Aim of the exercise: Render each line of the records below as a JSON list of strings, one string per line, with blank lines omitted.

::::

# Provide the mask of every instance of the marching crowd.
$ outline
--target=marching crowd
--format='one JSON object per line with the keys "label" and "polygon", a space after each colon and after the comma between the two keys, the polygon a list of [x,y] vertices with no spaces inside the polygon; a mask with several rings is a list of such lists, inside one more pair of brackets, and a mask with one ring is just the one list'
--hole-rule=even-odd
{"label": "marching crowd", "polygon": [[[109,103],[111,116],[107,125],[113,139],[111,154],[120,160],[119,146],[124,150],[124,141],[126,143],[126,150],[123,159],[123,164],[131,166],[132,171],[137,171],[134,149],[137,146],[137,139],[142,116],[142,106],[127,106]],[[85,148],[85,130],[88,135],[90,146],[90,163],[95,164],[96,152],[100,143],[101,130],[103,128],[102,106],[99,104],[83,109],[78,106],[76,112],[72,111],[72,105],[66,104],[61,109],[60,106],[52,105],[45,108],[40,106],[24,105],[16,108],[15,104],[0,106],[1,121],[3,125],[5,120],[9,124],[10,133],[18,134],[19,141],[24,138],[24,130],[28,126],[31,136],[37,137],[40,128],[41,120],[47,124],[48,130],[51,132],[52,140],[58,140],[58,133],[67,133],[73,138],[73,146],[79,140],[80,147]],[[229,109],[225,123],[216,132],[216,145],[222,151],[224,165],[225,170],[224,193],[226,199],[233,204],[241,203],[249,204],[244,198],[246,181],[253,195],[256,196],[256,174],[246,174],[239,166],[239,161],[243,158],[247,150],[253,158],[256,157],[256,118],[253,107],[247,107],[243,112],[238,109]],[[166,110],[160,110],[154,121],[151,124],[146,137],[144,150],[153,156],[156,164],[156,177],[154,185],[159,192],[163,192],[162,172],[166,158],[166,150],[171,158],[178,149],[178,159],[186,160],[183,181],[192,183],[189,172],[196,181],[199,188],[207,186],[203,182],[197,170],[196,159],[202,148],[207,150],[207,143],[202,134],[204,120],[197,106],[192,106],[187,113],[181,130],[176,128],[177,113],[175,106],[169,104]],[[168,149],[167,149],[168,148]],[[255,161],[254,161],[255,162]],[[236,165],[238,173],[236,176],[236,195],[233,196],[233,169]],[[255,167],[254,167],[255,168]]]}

::::

Solved problem:
[
  "# Provide the mask of every instance of the marching crowd.",
  "$ outline",
  "--target=marching crowd",
  "--format='one JSON object per line with the keys \"label\" and \"polygon\", a space after each colon and after the comma between the two keys, the polygon a list of [x,y] vertices with no spaces inside the polygon; a mask with several rings is a list of such lists, inside one more pair of brackets, and a mask with one ring is just the one list'",
  "--hole-rule=even-odd",
  "{\"label\": \"marching crowd\", \"polygon\": [[[109,103],[111,116],[107,125],[113,139],[111,154],[120,160],[119,146],[124,150],[124,141],[126,143],[126,150],[123,159],[123,164],[131,166],[132,171],[137,171],[134,149],[137,146],[137,139],[142,116],[142,106],[127,106]],[[85,148],[85,130],[88,135],[90,146],[90,163],[95,164],[96,152],[100,143],[101,130],[103,128],[102,106],[99,104],[83,109],[78,106],[76,112],[72,111],[72,105],[66,104],[61,109],[60,106],[52,105],[45,108],[40,106],[24,105],[16,108],[15,104],[0,106],[1,121],[3,125],[5,120],[9,124],[10,133],[18,134],[19,141],[24,138],[24,130],[28,126],[31,136],[37,137],[40,128],[41,120],[47,124],[48,130],[51,132],[52,140],[58,140],[58,133],[67,133],[73,138],[73,146],[79,140],[80,147]],[[229,109],[225,123],[216,132],[216,145],[222,151],[224,165],[225,170],[224,193],[226,199],[233,204],[241,203],[249,204],[244,198],[246,181],[253,195],[256,196],[256,174],[246,174],[239,166],[239,161],[243,158],[247,150],[253,158],[256,157],[256,118],[253,107],[247,107],[243,112],[238,109]],[[166,110],[160,110],[154,121],[151,124],[146,137],[144,150],[153,156],[156,164],[156,177],[154,185],[159,192],[163,192],[162,172],[166,158],[166,150],[171,158],[178,149],[178,159],[186,160],[183,181],[192,183],[189,172],[196,181],[199,188],[207,186],[203,182],[197,170],[196,159],[202,148],[207,150],[207,143],[202,134],[204,120],[197,106],[192,106],[187,113],[181,130],[176,128],[177,113],[175,106],[169,104]],[[168,149],[167,149],[168,148]],[[255,161],[254,161],[255,162]],[[236,165],[238,173],[236,176],[236,195],[233,196],[233,169]],[[255,167],[254,167],[255,168]]]}"
]